TASK STATEMENT
Write out, precisely and in full, each line of the material.

----

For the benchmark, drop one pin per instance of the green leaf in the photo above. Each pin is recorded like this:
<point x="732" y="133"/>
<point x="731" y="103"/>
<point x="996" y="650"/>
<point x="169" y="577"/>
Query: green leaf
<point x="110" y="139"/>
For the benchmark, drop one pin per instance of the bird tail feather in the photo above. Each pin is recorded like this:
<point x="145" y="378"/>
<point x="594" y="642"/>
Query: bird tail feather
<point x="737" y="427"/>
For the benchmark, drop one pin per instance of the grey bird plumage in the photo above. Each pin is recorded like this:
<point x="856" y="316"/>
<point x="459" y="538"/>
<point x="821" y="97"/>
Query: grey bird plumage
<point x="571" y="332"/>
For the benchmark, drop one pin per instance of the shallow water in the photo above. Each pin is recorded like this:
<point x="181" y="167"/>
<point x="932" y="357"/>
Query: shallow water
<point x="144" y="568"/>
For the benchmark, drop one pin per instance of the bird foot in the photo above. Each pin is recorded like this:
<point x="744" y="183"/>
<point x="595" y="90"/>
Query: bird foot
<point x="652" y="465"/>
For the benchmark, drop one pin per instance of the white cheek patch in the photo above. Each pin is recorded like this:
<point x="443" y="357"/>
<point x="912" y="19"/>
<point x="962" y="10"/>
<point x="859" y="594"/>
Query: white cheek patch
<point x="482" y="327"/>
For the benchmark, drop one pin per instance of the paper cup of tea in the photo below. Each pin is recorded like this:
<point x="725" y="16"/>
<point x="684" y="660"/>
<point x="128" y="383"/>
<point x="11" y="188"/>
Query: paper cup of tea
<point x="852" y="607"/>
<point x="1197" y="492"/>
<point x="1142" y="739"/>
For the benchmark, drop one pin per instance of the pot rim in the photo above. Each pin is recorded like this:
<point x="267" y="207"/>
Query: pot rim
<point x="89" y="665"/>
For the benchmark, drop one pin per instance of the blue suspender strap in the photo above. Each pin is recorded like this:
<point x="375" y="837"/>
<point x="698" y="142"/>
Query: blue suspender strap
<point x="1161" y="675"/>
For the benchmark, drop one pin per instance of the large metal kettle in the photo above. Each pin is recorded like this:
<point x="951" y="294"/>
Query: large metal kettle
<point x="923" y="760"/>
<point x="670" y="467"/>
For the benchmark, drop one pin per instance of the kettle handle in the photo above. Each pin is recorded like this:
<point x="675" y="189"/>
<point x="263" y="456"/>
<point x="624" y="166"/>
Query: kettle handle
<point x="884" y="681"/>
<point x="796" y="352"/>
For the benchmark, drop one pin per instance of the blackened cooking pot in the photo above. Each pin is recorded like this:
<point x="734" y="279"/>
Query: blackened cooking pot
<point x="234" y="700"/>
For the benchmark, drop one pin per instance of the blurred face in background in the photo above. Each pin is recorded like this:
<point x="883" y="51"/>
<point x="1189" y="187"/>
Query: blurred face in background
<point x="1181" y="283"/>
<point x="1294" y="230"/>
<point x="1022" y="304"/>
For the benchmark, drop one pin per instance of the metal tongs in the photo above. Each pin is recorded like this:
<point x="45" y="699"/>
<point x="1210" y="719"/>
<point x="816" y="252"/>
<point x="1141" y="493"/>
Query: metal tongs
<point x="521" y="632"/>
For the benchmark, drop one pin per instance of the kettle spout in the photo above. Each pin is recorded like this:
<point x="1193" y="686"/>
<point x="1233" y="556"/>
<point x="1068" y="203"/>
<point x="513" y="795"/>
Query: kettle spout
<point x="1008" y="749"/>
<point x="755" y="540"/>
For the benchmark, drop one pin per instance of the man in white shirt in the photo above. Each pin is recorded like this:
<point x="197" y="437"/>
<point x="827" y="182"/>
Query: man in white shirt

----

COMPLETE RESPONSE
For the benchmark, drop one pin per instance of the green leaf in the photo above. Each pin is recorded like this:
<point x="732" y="133"/>
<point x="731" y="103"/>
<point x="996" y="650"/>
<point x="169" y="577"/>
Query: green leaf
<point x="110" y="139"/>
For the benchmark, drop one pin per instance of the bird tail feather in the photo above. Each pin is recorded like this:
<point x="145" y="378"/>
<point x="594" y="642"/>
Query: bird tail feather
<point x="737" y="427"/>
For the benchmark, drop one pin per instance of the grey bird plumage in the photo above. Each pin is recorded like this:
<point x="856" y="316"/>
<point x="459" y="538"/>
<point x="821" y="97"/>
Query: grey bird plumage
<point x="571" y="332"/>
For the benchmark, drop one pin per instance of the shallow water in the photo above. Each pin is recorded like this:
<point x="181" y="167"/>
<point x="932" y="357"/>
Query: shallow water
<point x="144" y="568"/>
For the benchmark, drop one pin per instance of the bird foot in the photo above. Each pin is recorded like this:
<point x="744" y="183"/>
<point x="595" y="90"/>
Query: bird foot
<point x="652" y="465"/>
For the benchmark, drop one pin per instance of the white cheek patch in the photo above. Each pin is recorded like this:
<point x="443" y="357"/>
<point x="912" y="19"/>
<point x="962" y="10"/>
<point x="859" y="594"/>
Query: white cheek patch
<point x="482" y="327"/>
For the benchmark, drop one pin per instance of the paper cup of tea in the photo below. Each pin is recorded like this:
<point x="725" y="16"/>
<point x="684" y="660"/>
<point x="128" y="383"/>
<point x="11" y="188"/>
Query: paper cup of tea
<point x="852" y="607"/>
<point x="1197" y="492"/>
<point x="1142" y="739"/>
For the benchmark, drop one pin per instance of the pot rim in the photo above. Each pin is recorded like this:
<point x="267" y="207"/>
Query: pot rim
<point x="89" y="665"/>
For the benchmark, drop one pin per instance of the blue suspender strap in the photo above. Each pin is recorded like this:
<point x="375" y="837"/>
<point x="698" y="142"/>
Query: blue suspender strap
<point x="1161" y="675"/>
For the benchmark, drop one pin per instance of the large metal kettle in the photo above. Each pin is recorded like this:
<point x="951" y="294"/>
Query: large metal kettle
<point x="923" y="760"/>
<point x="670" y="467"/>
For the benchmark, drop one pin per instance of the kettle handle in the photo above. Each pin is recorded like this:
<point x="675" y="189"/>
<point x="263" y="456"/>
<point x="624" y="166"/>
Query: kettle handle
<point x="884" y="681"/>
<point x="796" y="352"/>
For the benchmark, drop one pin per instance of the blackened cooking pot in the photo above. Each pin is recorded like this:
<point x="734" y="279"/>
Query: blackened cooking pot
<point x="234" y="700"/>
For the benchmark, drop one pin per instance of the blurred face in background in the photo above. Each pin is recorded like this:
<point x="883" y="51"/>
<point x="1189" y="187"/>
Query: blurred face in background
<point x="1181" y="283"/>
<point x="1294" y="230"/>
<point x="1022" y="304"/>
For the benchmark, drop one pin per instance of the metal tongs in the photo above. Each pin is recorded like this:
<point x="45" y="699"/>
<point x="1210" y="719"/>
<point x="816" y="252"/>
<point x="1141" y="493"/>
Query: metal tongs
<point x="521" y="632"/>
For the benchmark, drop one pin per instance of the kettle spout in the photo above. Each pin is recorded like this:
<point x="1193" y="686"/>
<point x="1233" y="556"/>
<point x="1068" y="203"/>
<point x="513" y="795"/>
Query: kettle spout
<point x="1008" y="749"/>
<point x="755" y="540"/>
For the benchmark, drop one pin per instance of the man in white shirt in the photo above. Each pin is recorded like this:
<point x="197" y="437"/>
<point x="827" y="182"/>
Query: man in white shirt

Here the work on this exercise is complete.